======== EXCERTO DA FONTE

Parecia que uma nova encíclica papal – “Todos irmãos” – no contexto da pandemia que percorre o mundo, iria, deveria, suscitar as atenções e uma forte focagem dos media. Puro engano. Alguns afloramentos, aqui ou acolá, comentários (poucos) de quem era quase obrigatório fazê-los, mas nada do entusiasmo mediático que qualquer desastre natural ou escândalo na alta roda concentra. Nada de primeiras páginas, debates extraordinários, expressivas análises.
Depois do silenciamento da “Laudato si/ Sobre o cuidado da casa comum”, e mesmo da sua subversão num texto reduzido a preocupações ambientais, seria de esperar outro relevo e presença mediática.
Não é possível acreditar que tal é o resultado de leituras da Encíclica, como a feita por sectores da extrema-direita francesa, considerando que “o papa Francisco é de hoje em diante oficialmente islamo-esquerdista”!
Será porque o Papa insiste que há “uma economia que mata”? Porque critica o “dogma de fé neoliberal” no mercado, “pensamento pobre, repetitivo, que propõe sempre as mesmas receitas perante qualquer desafio que surja”? Porque repudia a “especulação financeira” guiada por “uma ganância do lucro fácil”? Porque escreve que o “direito de alguns à liberdade de empresa ou de mercado não pode estar acima dos direitos dos povos e da dignidade dos pobres nem acima do respeito pelo ambiente”? Porque afirma a necessidade de reformar “a arquitectura económica e financeira internacional”?
Ou será que, percebendo as inquietações papais perante o desastre a que chegámos, não querem tocar, nem ao de leve, nem com os cuidados semânticos, tantas vezes eufemísticos, diplomáticos, da Santa Sé, no que os dominantes, a oligarquia financeira e os seus advogados e ideólogos, continuam a apresentar como a nova “infalibilidade” e destino fatal da humanidade: o capitalismo? Nada de dúvidas, nada de interrogações, sobre o sistema de exploração e agressão dos trabalhadores e dos povos, que é o capitalismo na sua versão neoliberal, com a sua natureza predadora, as suas lógicas imperiais, a sua hipócrita “ética” da responsabilidade social.

================
======== DADOS EXTRAÍDOS

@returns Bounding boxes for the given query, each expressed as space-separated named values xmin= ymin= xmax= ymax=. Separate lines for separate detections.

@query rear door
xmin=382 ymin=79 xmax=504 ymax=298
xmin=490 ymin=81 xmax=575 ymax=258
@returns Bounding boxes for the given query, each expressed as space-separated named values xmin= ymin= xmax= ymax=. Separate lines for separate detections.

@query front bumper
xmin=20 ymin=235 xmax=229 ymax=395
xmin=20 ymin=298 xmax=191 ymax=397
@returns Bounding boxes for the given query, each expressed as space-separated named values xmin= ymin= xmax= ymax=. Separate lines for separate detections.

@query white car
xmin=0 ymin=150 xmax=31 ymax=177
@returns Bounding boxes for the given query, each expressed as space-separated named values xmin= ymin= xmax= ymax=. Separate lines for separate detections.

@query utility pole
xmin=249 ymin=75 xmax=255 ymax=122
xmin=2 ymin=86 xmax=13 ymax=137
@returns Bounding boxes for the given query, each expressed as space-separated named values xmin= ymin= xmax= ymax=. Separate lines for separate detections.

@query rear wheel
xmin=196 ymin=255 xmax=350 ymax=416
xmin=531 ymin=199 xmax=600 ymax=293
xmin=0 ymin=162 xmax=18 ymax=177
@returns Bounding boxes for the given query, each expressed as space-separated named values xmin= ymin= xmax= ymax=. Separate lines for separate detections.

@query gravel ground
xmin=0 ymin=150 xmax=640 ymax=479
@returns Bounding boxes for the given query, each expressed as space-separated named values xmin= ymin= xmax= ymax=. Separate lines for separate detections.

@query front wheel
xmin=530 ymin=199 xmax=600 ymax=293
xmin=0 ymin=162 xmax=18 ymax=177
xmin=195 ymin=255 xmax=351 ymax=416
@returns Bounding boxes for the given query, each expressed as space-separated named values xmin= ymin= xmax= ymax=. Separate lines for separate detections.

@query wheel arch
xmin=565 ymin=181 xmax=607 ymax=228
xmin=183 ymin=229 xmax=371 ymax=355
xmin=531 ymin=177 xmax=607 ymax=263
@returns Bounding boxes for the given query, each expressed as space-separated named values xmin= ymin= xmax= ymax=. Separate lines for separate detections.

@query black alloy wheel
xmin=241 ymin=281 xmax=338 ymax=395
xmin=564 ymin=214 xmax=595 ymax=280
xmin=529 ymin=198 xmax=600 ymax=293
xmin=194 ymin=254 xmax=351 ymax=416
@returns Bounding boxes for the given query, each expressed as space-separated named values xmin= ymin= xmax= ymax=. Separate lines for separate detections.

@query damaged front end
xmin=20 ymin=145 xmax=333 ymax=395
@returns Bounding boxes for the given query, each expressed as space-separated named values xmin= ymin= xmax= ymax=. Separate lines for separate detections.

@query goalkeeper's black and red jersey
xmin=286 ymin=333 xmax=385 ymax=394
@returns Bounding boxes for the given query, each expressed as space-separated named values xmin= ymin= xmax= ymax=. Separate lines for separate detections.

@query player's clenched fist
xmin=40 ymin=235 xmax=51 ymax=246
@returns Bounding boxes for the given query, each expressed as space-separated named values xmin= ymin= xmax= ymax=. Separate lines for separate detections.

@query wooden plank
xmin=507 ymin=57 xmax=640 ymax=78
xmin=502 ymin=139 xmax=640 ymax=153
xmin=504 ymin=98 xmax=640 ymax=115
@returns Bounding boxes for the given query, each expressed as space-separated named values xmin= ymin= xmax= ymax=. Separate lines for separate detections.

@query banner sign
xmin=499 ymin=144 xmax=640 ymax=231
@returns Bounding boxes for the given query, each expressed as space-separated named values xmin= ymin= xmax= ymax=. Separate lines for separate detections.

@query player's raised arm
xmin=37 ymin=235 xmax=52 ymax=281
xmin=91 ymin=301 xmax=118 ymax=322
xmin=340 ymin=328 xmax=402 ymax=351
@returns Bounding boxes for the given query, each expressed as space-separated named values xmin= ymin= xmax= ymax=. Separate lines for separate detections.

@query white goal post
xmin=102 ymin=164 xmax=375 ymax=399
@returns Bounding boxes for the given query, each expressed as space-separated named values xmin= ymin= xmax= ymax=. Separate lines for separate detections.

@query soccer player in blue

================

Reproduza integralmente o trecho do texto sobre a encíclica, começando em "Depois do silenciamento" e terminando em "e presença mediática.". A listagem não intervém em nada neste exercício.

RESPOSTA AO EXERCÍCIO:
Depois do silenciamento da “Laudato si/ Sobre o cuidado da casa comum”, e mesmo da sua subversão num texto reduzido a preocupações ambientais, seria de esperar outro relevo e presença mediática.